◆ Items
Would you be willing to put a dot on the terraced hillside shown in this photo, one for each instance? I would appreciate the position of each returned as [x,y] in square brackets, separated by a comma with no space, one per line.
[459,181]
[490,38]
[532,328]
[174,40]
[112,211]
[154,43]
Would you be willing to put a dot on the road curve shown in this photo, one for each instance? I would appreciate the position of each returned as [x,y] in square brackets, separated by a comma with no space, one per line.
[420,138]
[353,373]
==
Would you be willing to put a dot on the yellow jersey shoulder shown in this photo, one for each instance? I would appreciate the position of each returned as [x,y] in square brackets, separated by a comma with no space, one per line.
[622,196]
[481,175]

◆ Exercise description
How many lines of the data above contain the string "returned", with uppercase and lowercase treated as different? Give the number alone.

◆ Reply
3